:: TEXT SEGMENT ::
We are not aware that this precise question has arisen in this country, and we do not apprehend, if it should arise, that it would receive the same favorable consideration in behalf of the dominant owner, attempting to enlarge his rights by usurpation, as already stated. It is apparent, from a careful examination of the American cases, that there exists throughout the American States a very decided disposition to reject the doctrine of the English courts in favor of ancient lights. These will be found carefully analyzed in Professor Washburn's late work upon Easements and Servitudes, pp. 498-505.

In Massachusetts the last vestige of the English rule was abandoned in Carrigg vs. Dee, 14 Gray 583; see also Rogers vs. Swain, 10 Id.; Collier vs. Price, 7 Id. 18; Fifty Associates vs. Tudor, 6 Id. 255; Johnson vs. Jordan, 2 Met. 234; Atkins vs. Chilson, 7 Id. 398, 403.

In New York the same course of decision has been followed through a long succession of years: Mahan vs. Brown, 13 Wend. 261, 263; Banks vs. American Tract Society, 4 Sandf. Ch. 438; Parker vs. Foote, 19 Wend. 309; Myers vs. Gemel, 10 Barb. 537. See also Radcliff vs. Mayor, &c., 4 Comst. 195, 200. And this

course of decision has been adopted in Maine: Pierre vs. Fernald, 26 Me. R. 436; and in Maryland, in Cherry vs. Stein, 11 Md. R. 1, overruling a former case in that state; and in Haverstick vs. Sipe, 33 Penna. St. R. 368, 371, following in the wake of former cases in that state; and in South Carolina, in Napier vs. Bulwinkle, 5 Rich. 311, overruling McCready vs. Thomson, Dudley 131. Many of the other American States adhere to the rule of the English law upon this subject, which consideration, and the further one that the same rule in regard to claiming beyond the rights of the dominant owner, will apply to water rights, and other easements, as well as to that of ancient lights, will be a sufficient apology for this extended notice of the cases, upon the points which we have discussed.

:: DATA ::
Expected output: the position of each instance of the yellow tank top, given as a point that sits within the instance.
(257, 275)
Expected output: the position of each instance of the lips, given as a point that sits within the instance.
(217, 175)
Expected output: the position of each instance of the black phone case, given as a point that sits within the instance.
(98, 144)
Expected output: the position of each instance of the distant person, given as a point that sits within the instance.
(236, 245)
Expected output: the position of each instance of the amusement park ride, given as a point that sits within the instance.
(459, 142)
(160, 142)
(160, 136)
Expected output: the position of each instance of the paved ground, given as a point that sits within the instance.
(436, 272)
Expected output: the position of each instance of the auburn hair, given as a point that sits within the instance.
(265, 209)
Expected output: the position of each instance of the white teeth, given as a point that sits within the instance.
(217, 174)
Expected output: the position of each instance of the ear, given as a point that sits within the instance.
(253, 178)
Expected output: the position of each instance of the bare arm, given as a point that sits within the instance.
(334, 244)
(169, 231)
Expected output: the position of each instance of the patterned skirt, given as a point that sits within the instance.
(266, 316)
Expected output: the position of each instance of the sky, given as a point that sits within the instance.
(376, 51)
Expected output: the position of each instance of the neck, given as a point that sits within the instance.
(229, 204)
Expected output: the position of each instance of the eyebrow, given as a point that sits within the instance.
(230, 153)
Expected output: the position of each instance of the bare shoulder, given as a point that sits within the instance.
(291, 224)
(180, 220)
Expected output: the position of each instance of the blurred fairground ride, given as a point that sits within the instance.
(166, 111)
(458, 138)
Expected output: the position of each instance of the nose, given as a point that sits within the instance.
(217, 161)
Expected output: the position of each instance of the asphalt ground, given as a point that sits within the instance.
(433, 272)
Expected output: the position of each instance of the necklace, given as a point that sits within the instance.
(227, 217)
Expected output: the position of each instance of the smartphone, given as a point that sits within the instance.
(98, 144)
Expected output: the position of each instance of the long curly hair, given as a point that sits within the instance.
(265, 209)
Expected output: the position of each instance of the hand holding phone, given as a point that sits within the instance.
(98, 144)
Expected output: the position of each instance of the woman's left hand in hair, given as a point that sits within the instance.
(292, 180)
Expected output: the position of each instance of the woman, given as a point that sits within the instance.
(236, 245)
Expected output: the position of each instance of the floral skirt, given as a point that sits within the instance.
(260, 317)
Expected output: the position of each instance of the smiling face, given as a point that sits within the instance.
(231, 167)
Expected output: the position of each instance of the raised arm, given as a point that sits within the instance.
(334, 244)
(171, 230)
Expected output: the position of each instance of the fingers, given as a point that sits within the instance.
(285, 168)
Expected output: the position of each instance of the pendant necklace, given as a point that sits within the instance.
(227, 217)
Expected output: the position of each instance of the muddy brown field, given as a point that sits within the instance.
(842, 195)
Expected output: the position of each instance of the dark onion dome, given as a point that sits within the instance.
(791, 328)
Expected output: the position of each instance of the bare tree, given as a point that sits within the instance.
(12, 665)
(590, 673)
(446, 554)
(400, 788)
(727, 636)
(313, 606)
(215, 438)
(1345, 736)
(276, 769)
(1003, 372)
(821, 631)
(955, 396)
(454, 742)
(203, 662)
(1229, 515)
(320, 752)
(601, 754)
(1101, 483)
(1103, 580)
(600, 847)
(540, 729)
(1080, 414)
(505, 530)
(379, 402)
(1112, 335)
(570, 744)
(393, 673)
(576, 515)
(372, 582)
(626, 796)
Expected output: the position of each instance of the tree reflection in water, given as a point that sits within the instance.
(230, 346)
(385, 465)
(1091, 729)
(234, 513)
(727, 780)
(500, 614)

:: PROBLEM 1 ::
Name each U.S. state that the ancient-lights text mentions by name.
:: PROBLEM 2 ::
Continue the text on ancient lights and easements from its last sentence.

:: FINAL ANSWER 1 ::
Massachusetts, New York, Maine, Maryland, South Carolina

:: FINAL ANSWER 2 ::
III. The subject of the assignment of non-existing property, in equity, is one of great interest in these active commercial times. The assignment of future acquisitions will not become operative at law: Robinson vs. Macdonnel, 5 Maul. & Sel. 228. But in equity it is settled, by a long course of decisions, that such an assignment is perfectly valid and effectual, if made upon a valuable consideration: Curtis vs. Auber, 1 Jac. & W. 526; Douglas vs. Russell, 4 Sim. 524; s. c. 1 My. & K. 488; Langton vs. Horton, 3 Beavan 464; 1 Hare 549; Lindsay vs. Gibbs, 22 Beavan 522.

This subject came under consideration, in the recent case of Holroyd vs. Marshall, 9 Jur. N. S. 213, which was decided in August last. The question arose between a mortgagee of machinery in a mill or manufactory and a levying creditor. The mortgage was by the terms of the deed to be operative upon "all machinery, implements, and things which during the continuance of the security, should be fixed or placed in or about the mill and buildings, in addition to or substitution for the premises, or any part thereof." The assignment was made for the security of £5000, with the right of possession in the assignor or mortgagor until demand of payment and his default in meeting the same, and then for the mortgagee to sell and raise the sum for which the security was given. The schedule contained specified articles, and all other machinery, &c., then and thereafter in the mill. The

deed was duly registered, as a chattel mortgage, or bill of sale, and the mortgagor remained in possession of the mill, and placed other machinery there in addition to that which was there at the date of the deed.

It was held by Vice-Chancellor STUART, and this decree was affirmed by the House of Lords (notwithstanding the reversal of the same by the Chancellor, Lord CAMPBELL), that as between the mortgagee and an attaching creditor, the former was entitled to all the machinery in the mill, at the date of the levy of the execution, including the added and substituted machinery. That immediately upon the new machinery and effects being fixed or placed in the mill, they became subject to the operation of the contract, and passed, in equity, to the mortgagees, to whom the assignor or mortgagor was bound to make a legal conveyance, and for whom he was in the mean time a trustee.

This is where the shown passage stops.